>>>>>

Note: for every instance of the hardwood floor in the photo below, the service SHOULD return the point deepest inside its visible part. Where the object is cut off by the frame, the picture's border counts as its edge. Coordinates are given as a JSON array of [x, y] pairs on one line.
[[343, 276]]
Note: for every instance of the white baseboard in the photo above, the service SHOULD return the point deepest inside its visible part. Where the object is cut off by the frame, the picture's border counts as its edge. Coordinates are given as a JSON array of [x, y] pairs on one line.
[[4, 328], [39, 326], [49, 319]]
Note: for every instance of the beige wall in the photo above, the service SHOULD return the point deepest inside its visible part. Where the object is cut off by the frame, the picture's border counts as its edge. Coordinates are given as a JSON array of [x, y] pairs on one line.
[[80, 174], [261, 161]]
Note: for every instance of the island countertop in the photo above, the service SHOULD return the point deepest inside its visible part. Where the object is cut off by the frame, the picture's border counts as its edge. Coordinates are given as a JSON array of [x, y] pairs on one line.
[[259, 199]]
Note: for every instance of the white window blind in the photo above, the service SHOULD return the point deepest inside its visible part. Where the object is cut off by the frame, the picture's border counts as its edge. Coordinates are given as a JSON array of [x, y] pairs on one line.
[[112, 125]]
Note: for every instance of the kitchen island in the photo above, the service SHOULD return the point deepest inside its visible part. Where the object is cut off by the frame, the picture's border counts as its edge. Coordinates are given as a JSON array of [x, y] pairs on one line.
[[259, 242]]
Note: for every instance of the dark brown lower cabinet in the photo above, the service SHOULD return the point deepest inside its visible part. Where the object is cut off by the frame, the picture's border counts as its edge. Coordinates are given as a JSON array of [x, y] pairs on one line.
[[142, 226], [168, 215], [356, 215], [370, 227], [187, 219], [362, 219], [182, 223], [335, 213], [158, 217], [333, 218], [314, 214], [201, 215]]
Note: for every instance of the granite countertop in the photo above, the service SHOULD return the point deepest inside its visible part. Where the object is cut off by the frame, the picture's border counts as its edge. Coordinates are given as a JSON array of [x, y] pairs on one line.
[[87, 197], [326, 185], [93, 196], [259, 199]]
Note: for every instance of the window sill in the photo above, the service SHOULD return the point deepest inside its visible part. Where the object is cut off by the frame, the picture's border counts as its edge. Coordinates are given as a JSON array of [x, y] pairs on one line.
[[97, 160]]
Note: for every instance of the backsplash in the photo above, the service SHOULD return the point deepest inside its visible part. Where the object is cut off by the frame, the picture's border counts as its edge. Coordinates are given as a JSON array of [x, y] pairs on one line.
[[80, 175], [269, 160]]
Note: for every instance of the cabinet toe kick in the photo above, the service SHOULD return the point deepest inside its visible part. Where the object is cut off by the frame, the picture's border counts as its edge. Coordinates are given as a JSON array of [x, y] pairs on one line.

<<<<<

* [AIM OF THE TASK]
Present the lines of the records above as a numbered list, from the first line through the line containing "[[80, 174], [261, 161]]", inclusive, and omit any blank lines.

* [EXPECTED ANSWER]
1. Note: for every instance of the hardwood floor in the photo below, the service SHOULD return the point deepest inside its visible part. Where the object is cut off by the frame, the picture's border counts as its edge. Coordinates are given as a JSON array of [x, y] pairs on one line.
2. [[343, 276]]
3. Note: for every instance of the white baseboard in the photo above, the service SHOULD return the point deepest inside its visible part. Where the object is cut off by the frame, the picture's border counts as its edge. Coordinates are given as a JSON array of [x, y] pairs on one line.
4. [[4, 328], [39, 326], [49, 319]]
5. Note: for every instance of the beige wall in the photo above, the service SHOULD return the point deepest inside its visible part. Where the object is cut off by the frame, the picture's border counts as its edge. Coordinates are given as a JSON array of [x, y] pairs on one line.
6. [[80, 174], [261, 161]]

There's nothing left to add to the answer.